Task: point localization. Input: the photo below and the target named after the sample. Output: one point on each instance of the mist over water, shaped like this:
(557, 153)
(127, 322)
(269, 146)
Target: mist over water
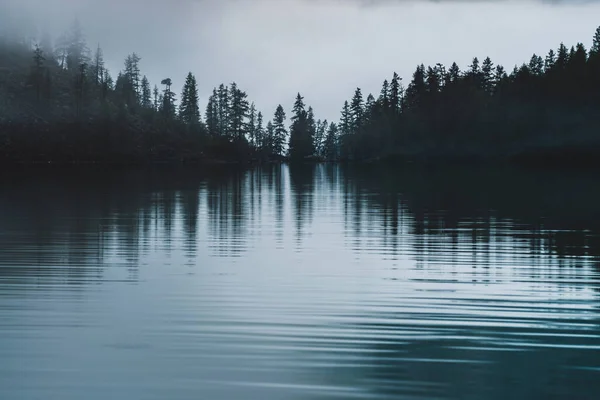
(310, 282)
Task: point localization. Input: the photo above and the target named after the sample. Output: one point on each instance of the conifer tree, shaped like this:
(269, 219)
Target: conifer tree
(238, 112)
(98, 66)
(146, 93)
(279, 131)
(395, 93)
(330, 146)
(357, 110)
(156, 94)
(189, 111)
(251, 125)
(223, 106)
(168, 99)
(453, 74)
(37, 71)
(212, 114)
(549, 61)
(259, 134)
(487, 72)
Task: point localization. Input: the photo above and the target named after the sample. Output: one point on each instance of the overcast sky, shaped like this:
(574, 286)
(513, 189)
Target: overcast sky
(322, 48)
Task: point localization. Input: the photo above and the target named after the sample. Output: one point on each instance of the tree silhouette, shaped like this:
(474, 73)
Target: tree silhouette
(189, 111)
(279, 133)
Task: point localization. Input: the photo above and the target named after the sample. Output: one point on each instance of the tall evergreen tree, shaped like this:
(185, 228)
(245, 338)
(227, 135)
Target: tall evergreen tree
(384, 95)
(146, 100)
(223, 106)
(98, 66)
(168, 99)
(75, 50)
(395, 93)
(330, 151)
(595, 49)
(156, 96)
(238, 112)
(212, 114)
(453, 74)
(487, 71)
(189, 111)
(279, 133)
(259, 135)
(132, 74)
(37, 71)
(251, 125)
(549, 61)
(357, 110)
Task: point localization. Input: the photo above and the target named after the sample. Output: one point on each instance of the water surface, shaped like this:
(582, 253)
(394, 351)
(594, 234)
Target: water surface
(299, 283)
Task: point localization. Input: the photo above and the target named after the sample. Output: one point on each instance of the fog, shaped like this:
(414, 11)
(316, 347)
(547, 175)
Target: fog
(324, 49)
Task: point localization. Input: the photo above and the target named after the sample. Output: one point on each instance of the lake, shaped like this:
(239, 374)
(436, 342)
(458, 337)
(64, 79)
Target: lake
• • • • •
### Description of the task
Reproduce the listing above exactly from the line containing "of the water" through its last line, with both of those lines included.

### Task answer
Task: point localization. Input: the photo above and the target named after the sample. Output: one point on each instance of the water surface, shaped like this:
(582, 253)
(394, 351)
(594, 234)
Target: water surface
(299, 283)
Task: point localization. Input: the photo above and the target named after the sample. Output: one point on each instance of the fog, shaped like this:
(414, 11)
(316, 347)
(547, 175)
Target: fog
(324, 49)
Task: point localization. Input: the photo above and the target named after the sample. Output: one point on each instance of the lake, shaped like this:
(239, 374)
(436, 342)
(458, 337)
(64, 79)
Target: lake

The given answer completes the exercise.